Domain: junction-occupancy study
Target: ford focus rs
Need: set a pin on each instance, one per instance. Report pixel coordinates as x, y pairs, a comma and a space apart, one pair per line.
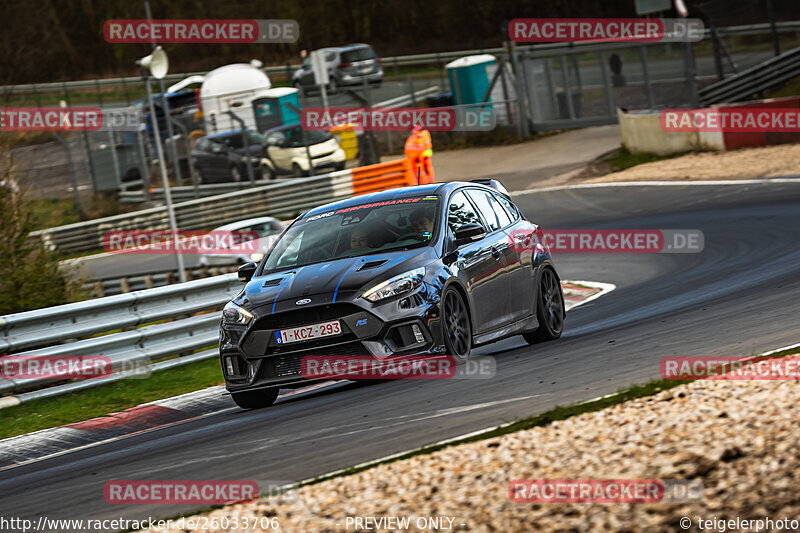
432, 269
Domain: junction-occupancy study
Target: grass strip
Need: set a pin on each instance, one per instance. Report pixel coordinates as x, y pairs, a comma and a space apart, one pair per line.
98, 401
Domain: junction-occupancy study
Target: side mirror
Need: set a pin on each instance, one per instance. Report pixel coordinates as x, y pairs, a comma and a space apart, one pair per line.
469, 233
246, 271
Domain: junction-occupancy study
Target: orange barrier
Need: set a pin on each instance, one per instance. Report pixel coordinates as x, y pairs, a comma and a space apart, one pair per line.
372, 178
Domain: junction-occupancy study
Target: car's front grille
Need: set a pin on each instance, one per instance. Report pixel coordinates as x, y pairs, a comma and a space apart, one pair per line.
326, 154
303, 317
290, 365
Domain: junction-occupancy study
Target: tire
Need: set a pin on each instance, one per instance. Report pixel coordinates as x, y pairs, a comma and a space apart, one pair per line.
256, 399
297, 171
549, 309
267, 172
457, 329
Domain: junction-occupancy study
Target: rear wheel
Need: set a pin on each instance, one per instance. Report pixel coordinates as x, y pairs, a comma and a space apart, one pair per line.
256, 399
297, 171
457, 328
549, 309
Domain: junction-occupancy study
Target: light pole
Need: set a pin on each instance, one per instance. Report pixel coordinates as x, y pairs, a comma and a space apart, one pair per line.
156, 65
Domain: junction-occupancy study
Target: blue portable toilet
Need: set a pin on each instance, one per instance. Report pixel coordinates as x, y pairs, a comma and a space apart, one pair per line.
276, 107
469, 78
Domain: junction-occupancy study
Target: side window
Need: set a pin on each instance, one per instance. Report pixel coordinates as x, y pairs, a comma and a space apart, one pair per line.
483, 201
460, 212
289, 255
510, 208
275, 139
500, 211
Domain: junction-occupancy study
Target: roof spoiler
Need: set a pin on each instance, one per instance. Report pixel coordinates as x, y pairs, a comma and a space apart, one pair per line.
494, 184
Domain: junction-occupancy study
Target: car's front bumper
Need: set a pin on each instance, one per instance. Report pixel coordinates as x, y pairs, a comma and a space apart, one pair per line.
368, 330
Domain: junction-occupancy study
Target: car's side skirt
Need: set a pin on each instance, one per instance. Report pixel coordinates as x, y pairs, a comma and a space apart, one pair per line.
518, 327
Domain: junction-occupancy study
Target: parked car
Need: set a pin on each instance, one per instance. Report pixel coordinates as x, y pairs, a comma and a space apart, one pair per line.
432, 269
221, 156
267, 228
285, 151
347, 65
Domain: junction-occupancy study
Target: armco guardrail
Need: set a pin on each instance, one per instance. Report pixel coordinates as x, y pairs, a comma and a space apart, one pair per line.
100, 288
69, 330
283, 200
762, 77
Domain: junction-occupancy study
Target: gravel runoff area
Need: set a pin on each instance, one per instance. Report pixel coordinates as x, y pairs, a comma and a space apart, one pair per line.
737, 437
746, 163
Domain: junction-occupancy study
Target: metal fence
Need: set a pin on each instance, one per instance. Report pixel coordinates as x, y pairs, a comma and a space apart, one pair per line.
129, 329
112, 162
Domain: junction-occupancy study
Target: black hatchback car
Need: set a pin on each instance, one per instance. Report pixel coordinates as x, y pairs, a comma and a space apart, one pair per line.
431, 269
222, 156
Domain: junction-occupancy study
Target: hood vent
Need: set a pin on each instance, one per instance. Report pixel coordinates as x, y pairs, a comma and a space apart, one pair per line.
372, 264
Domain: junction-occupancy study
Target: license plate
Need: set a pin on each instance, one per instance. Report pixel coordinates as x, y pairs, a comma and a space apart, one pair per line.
306, 333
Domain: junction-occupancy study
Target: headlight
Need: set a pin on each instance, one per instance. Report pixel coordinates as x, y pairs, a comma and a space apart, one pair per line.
397, 285
234, 314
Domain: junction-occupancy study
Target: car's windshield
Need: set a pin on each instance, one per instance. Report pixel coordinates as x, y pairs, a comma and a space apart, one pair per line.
353, 231
358, 54
294, 137
236, 141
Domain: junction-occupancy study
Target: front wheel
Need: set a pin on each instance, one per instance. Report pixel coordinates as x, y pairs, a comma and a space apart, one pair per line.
456, 323
255, 399
549, 309
297, 171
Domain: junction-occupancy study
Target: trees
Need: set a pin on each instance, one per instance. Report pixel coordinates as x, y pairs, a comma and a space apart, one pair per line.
30, 277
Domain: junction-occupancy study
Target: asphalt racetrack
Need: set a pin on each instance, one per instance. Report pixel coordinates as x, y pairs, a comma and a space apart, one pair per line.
740, 295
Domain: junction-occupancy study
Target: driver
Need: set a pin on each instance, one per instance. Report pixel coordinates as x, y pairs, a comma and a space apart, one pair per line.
421, 222
359, 239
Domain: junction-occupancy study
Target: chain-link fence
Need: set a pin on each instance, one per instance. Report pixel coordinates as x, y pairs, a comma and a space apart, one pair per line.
543, 87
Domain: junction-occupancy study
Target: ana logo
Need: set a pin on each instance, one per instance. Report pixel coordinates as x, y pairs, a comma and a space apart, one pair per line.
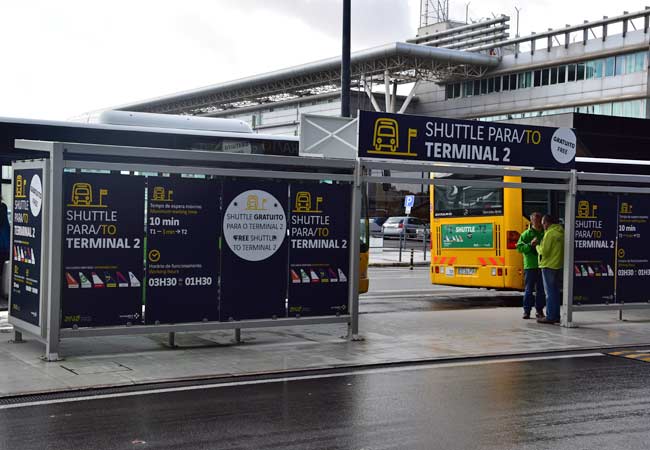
386, 138
563, 145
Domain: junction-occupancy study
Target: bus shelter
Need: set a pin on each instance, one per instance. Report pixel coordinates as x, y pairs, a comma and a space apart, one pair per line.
606, 220
112, 240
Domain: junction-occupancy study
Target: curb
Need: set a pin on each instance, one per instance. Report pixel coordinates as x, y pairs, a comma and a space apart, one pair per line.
398, 264
91, 391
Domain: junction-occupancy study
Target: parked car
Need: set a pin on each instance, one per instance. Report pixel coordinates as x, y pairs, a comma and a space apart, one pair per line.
407, 226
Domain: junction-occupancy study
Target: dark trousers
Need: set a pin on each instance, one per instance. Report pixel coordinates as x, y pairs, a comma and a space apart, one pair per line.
552, 284
534, 283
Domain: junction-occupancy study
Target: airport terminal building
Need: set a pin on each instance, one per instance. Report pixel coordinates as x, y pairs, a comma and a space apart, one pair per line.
450, 69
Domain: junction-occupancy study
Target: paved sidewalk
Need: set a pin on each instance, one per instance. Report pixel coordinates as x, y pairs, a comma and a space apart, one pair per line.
389, 338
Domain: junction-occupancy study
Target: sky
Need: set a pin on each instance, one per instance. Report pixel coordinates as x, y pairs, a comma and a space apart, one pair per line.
66, 57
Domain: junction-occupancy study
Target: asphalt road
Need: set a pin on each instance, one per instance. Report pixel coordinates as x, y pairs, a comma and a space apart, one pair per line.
566, 403
400, 289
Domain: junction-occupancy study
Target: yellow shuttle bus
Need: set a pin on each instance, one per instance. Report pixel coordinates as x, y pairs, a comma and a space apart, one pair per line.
474, 232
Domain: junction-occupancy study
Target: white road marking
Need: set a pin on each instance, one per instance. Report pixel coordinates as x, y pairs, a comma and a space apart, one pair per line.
438, 365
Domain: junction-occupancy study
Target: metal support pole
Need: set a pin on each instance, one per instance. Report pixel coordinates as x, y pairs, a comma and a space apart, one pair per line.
569, 232
345, 61
18, 337
375, 105
387, 89
424, 245
54, 264
407, 102
355, 235
400, 247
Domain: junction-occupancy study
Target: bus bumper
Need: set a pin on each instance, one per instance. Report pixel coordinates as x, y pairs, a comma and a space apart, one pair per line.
495, 277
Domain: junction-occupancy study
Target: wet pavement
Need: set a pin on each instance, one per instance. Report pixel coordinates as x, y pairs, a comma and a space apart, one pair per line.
403, 319
558, 403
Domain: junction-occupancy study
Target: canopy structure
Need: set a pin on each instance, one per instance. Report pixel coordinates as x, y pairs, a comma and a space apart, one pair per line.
390, 64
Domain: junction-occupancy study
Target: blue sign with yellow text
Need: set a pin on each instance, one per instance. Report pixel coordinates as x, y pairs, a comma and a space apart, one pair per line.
407, 137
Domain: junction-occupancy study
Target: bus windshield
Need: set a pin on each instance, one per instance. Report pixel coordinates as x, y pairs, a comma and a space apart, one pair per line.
467, 201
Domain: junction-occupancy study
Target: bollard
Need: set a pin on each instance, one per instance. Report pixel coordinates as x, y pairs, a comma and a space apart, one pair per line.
400, 247
424, 245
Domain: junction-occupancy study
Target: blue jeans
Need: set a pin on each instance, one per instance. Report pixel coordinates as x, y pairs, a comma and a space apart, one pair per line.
534, 283
552, 281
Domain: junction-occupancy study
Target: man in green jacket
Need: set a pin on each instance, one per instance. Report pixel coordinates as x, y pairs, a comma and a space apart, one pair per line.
551, 260
532, 275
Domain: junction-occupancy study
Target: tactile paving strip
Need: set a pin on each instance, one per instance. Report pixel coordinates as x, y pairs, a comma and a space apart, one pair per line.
639, 355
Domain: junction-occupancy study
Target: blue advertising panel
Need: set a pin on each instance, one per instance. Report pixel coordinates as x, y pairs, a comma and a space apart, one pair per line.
183, 229
319, 230
633, 249
595, 247
407, 137
255, 253
26, 251
103, 249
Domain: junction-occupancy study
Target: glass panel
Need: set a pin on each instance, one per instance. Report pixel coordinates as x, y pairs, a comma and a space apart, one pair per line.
529, 79
620, 65
630, 62
598, 68
640, 65
609, 66
468, 88
617, 109
572, 72
513, 81
589, 70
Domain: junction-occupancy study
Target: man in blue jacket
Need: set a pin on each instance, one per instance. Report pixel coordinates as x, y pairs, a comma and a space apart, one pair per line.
532, 274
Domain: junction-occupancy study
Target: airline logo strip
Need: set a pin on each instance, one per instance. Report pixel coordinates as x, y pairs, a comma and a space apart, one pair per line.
103, 247
595, 248
254, 250
25, 254
319, 249
183, 229
407, 137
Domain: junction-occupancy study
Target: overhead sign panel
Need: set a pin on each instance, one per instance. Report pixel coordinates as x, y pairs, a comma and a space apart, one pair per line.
421, 138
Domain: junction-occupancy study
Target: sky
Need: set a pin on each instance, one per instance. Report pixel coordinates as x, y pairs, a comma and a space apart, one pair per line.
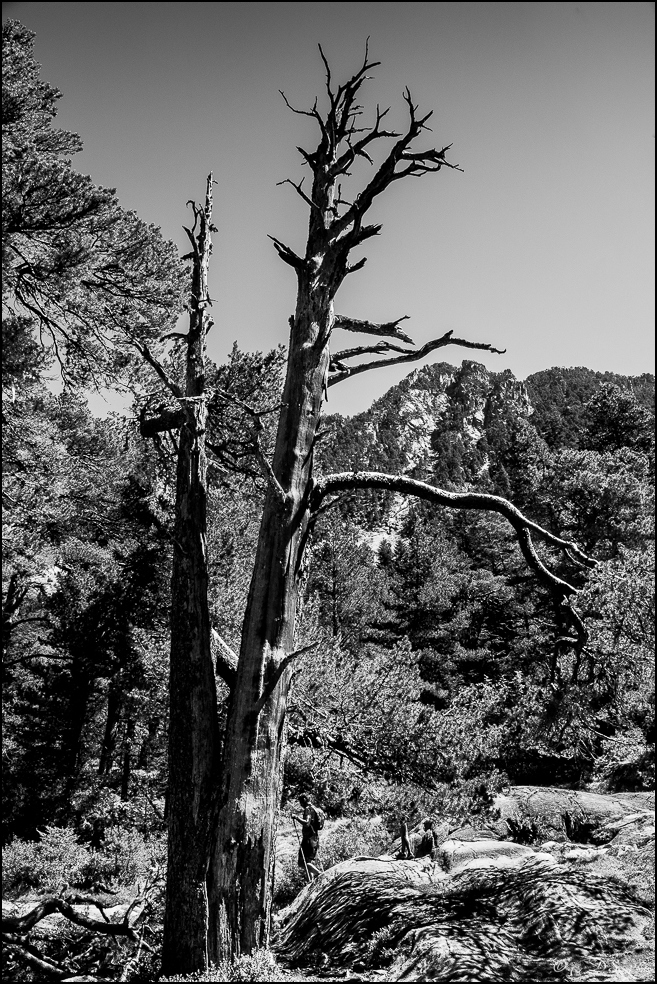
544, 245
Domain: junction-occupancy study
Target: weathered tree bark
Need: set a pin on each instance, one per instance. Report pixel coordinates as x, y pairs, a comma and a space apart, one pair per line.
114, 695
193, 729
242, 868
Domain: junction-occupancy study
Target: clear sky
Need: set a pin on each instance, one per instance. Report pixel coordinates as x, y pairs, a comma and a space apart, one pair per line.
544, 245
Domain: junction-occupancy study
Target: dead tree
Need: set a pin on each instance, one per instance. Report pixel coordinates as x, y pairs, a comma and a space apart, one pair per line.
241, 876
193, 728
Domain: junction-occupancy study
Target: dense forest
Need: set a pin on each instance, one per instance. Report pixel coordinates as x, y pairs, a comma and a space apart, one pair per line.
434, 669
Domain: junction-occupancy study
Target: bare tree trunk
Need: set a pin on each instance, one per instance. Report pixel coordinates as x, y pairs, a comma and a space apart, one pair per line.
241, 876
243, 863
193, 728
111, 726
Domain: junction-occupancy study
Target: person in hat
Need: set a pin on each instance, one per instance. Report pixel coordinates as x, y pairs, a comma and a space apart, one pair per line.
310, 826
427, 846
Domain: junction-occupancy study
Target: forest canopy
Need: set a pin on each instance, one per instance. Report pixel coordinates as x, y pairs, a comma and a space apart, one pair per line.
433, 669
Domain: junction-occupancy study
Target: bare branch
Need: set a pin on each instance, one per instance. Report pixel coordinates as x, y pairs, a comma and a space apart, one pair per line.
278, 673
423, 162
378, 349
33, 958
166, 421
390, 329
299, 191
412, 355
21, 924
146, 354
523, 527
226, 661
288, 255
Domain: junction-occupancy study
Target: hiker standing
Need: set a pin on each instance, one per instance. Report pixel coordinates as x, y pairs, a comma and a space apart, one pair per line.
427, 846
311, 823
406, 851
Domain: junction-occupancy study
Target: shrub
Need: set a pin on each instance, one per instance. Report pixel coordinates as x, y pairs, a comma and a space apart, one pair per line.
260, 966
126, 856
358, 836
56, 858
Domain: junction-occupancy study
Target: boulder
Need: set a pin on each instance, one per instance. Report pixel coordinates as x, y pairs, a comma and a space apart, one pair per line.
548, 813
495, 916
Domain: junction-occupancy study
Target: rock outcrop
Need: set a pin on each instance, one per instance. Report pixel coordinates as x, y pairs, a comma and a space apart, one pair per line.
492, 909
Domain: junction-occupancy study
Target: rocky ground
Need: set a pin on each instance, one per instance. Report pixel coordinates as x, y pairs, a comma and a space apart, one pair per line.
575, 902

☆ ☆ ☆

## Problema scritto
Conta quante righe qui sopra contengono la parola "jacket" e scrivi soltanto il numero.

## Soluzione scritta
2